EXERCISE INSTRUCTIONS ▸ According to the bug report below, which imputer is being used to fill missing categorical values when the setup error occurs?

PASSAGE SHOWN ▸
= = = = = = =

Skip to content

[BUG]: test_data in setup not work despite having same structure as data #4049

@mariamonzon

Description

@mariamonzon

pycaret version checks

Issue Description

The setup function in PyCaret's ClassificationExperiment is failing when trying to process categorical variables during data preprocessing. The error occurs specifically when attempting to impute missing values in categorical columns using the iterative imputer.

Reproducible Example

# Perform stratified cross-validation for the
skf = StratifiedKFold(n_splits=cv, shuffle=True, random_state=42)
  
for fold, (idx_train, idx_test) in enumerate(skf.split(data_df, data_df[label_name])):

    # Get the training and test data if not independent test was given
    test_df = data_df.iloc[idx_test] if test_df is None else test_df

    # Initialize  and Set up the classification experiment Object
    clf_exp = ClassificationExperiment()
    clf_exp.setup(data=data_df.iloc[idx_train], target=label_name, test_data=data_df.iloc[idx_test],  **exp_params)
exp_params = { exp_name: f'classification-exp-{fold}'
 'train_size': 0.8,
 'numeric_imputation': 'knn',
 'categorical_imputation': 'mode',
 'imputation_type': 'iterative',
 'feature_selection': True,
 'feature_selection_method': 'univariate',
 'feature_selection_estimator': 'lightgbm',
 'n_features_to_select': 0.4,
 'iterative_imputation_iters': 5,
 'numeric_iterative_imputer': 'rf',
 'categorical_iterative_imputer': 'knn',
 'text_features_method': 'tf-idf',
 'max_encoding_ohe': 25,
 'encoding_method': None,
 'rare_to_value': None,
 'rare_value': 'rare',
 'polynomial_features': False,
 'polynomial_degree': 2,
 'low_variance_threshold': 0.01,
 'remove_multicollinearity': True,
 'multicollinearity_threshold': 0.8,
 'bin_numeric_features': None,
 'remove_outliers': False,
 'outliers_method': 'iforest',
 'outliers_threshold': 0.05,
 'fix_imbalance': True,
 'fix_imbalance_method': 'RandomOverSampler',
 'transformation': False,
 'transformation_method': 'yeo-johnson',
 'normalize': True,
 'normalize_method': 'zscore',
 'pca': False,
 'pca_method': 'linear',
 'pca_components': None,
 'fold_strategy': 'stratifiedkfold',
 'fold': 5,
 'fold_groups': None,
 'n_jobs': -1,
 'use_gpu': False,
 'custom_pipeline': None,
 'custom_pipeline_position': -1,
 'data_split_shuffle': True,
 'data_split_stratify': True,
 'log_experiment': False,
 'log_plots': False,
 'log_profile': False,
 'log_data': False,
 'verbose': True,
 'memory': True,
 'profile': True,
 'profile_kwargs': {},
 'html': True,
 'session_id': 24,
 'system_log': True,
 'experiment_custom_tags': None,

Expected Behavior

The setup function should successfully preprocess the data, including imputing missing values in categorical columns using the iterative imputer. if I ommit the test_data in the experiment setup and then use the function preds = clf_exp.predict_model(best_model, data=test_df) works perfectly. the limitation is in that case is that i am not able to fully set my train test to 1.0 (whole dataset).

= = = = = = =

MATERIAL ▸
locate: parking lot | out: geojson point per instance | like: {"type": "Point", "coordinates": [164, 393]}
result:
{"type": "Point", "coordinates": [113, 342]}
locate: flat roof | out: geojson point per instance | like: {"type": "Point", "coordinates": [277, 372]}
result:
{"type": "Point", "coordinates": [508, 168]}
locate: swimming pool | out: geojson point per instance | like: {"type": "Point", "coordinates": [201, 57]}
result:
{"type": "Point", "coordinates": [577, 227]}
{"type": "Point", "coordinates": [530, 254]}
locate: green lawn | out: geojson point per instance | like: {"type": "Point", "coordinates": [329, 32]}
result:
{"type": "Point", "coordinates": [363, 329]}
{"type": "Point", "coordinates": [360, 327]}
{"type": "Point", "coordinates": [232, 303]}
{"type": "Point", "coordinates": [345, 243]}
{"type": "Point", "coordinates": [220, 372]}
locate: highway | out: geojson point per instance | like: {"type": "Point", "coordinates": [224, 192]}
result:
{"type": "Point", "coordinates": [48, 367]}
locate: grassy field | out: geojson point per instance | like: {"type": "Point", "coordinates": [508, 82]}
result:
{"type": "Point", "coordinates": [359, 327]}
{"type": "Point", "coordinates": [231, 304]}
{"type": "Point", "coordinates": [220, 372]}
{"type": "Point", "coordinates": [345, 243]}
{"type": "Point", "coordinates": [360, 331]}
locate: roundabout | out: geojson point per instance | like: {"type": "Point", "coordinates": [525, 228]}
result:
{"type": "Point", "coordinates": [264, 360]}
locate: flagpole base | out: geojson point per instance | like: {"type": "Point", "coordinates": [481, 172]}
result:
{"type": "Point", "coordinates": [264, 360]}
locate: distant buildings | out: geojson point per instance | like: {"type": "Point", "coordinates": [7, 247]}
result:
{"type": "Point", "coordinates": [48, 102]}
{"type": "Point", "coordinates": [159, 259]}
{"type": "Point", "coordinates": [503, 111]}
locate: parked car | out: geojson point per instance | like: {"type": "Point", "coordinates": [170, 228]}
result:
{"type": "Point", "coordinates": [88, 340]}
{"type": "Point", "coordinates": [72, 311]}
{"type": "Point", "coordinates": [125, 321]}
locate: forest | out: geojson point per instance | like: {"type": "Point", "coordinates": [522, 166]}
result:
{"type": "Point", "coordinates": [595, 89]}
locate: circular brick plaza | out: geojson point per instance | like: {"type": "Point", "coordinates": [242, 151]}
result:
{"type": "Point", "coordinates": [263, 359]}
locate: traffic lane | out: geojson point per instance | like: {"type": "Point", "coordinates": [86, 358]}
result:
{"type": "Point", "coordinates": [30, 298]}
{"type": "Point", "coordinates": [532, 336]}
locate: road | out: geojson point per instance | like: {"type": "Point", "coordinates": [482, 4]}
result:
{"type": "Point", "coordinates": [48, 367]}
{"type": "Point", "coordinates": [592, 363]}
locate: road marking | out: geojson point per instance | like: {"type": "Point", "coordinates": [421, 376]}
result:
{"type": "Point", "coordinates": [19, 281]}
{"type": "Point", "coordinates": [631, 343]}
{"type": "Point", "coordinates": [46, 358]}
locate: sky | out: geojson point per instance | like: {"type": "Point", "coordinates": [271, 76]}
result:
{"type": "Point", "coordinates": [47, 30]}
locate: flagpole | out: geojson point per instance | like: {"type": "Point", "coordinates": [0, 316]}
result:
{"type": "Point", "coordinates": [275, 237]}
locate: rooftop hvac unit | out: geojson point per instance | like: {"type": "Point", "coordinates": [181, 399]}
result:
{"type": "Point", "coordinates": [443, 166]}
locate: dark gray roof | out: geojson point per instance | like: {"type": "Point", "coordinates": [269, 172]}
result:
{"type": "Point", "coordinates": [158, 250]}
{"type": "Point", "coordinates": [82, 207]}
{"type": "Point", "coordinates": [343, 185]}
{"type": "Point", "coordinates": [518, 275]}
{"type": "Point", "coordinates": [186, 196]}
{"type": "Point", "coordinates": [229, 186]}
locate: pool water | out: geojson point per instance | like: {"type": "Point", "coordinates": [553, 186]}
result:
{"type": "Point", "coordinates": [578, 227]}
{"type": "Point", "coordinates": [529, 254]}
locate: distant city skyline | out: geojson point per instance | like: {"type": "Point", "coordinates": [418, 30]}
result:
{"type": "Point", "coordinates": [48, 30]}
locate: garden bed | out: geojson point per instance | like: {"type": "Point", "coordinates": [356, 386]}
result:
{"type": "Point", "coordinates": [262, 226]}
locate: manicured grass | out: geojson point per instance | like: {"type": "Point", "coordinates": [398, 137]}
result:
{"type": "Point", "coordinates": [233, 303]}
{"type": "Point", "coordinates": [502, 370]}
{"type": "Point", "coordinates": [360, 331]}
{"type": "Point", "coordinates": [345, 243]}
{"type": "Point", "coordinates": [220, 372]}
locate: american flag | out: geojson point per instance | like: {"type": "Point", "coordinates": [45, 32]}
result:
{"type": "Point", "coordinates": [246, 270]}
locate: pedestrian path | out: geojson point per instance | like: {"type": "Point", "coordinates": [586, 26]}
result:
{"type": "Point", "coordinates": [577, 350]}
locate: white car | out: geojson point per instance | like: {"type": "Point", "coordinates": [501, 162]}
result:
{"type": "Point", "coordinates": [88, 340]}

= = = = = = =

RESULT FOR THIS EXERCISE ▸ The iterative imputer.